#### [TASK]
Quote the lines of the material word for word, starting at the line containing "outline shelf mounting bracket on wall" and ending at the line containing "Outline every instance of the shelf", with both of those lines included.

#### [DATASET RECORDS]
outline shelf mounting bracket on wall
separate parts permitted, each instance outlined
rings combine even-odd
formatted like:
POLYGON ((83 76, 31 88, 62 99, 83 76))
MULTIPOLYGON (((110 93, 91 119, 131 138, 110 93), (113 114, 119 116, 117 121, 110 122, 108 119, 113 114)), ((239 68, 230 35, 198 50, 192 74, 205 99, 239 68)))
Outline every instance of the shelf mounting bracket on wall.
---
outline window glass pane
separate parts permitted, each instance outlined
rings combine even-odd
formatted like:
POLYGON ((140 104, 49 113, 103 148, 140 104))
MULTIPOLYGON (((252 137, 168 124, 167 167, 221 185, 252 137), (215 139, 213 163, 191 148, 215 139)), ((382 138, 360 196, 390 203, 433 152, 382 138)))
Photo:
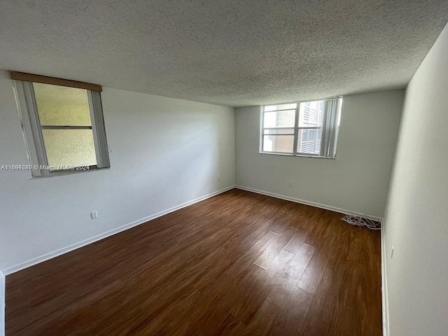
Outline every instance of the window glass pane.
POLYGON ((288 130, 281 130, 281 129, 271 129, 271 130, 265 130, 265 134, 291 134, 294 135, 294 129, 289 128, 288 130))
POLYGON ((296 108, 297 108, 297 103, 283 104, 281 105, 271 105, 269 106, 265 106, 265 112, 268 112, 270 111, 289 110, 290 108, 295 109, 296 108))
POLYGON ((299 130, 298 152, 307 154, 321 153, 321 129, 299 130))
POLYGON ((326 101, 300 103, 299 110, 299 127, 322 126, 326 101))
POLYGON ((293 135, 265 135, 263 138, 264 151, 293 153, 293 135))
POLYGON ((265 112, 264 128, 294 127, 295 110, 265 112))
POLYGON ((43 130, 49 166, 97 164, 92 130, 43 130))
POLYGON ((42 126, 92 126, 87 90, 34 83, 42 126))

#### [ANSWER TO THIS TASK]
outline shelf mounting bracket on wall
separate parts permitted, each instance outlined
rings combine even-odd
formatted like:
POLYGON ((83 76, 31 88, 62 99, 83 76))
MULTIPOLYGON (((110 93, 91 119, 131 138, 110 93), (113 114, 119 116, 117 121, 110 122, 108 119, 113 114)), ((239 68, 230 35, 198 50, 192 74, 205 99, 239 68)))
Outline every instance of the shelf mounting bracket on wall.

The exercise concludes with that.